__SUPPLIED DATA__:
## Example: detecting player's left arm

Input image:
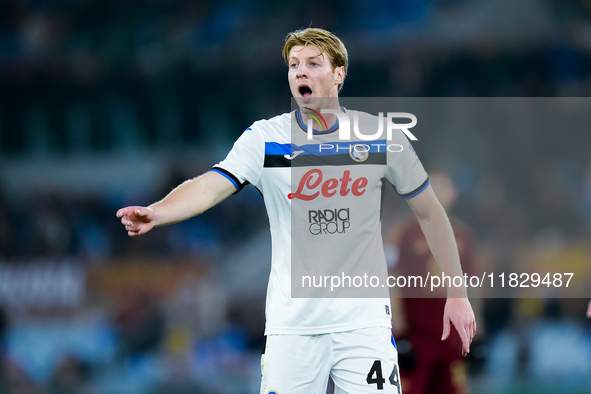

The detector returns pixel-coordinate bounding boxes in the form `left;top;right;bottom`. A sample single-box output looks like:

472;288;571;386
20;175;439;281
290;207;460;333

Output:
406;186;476;356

__WHAT TO PRODUCE__:
Return each line from the rows above that contains the word "left". Case counts, so match only that capitalization.

__RESPONSE TO THIS TASK__:
## Example: detecting player's left arm
The detector returns pixel-coordinate bounding boxes in the form `left;top;right;bottom`. A sample single-box output looks like:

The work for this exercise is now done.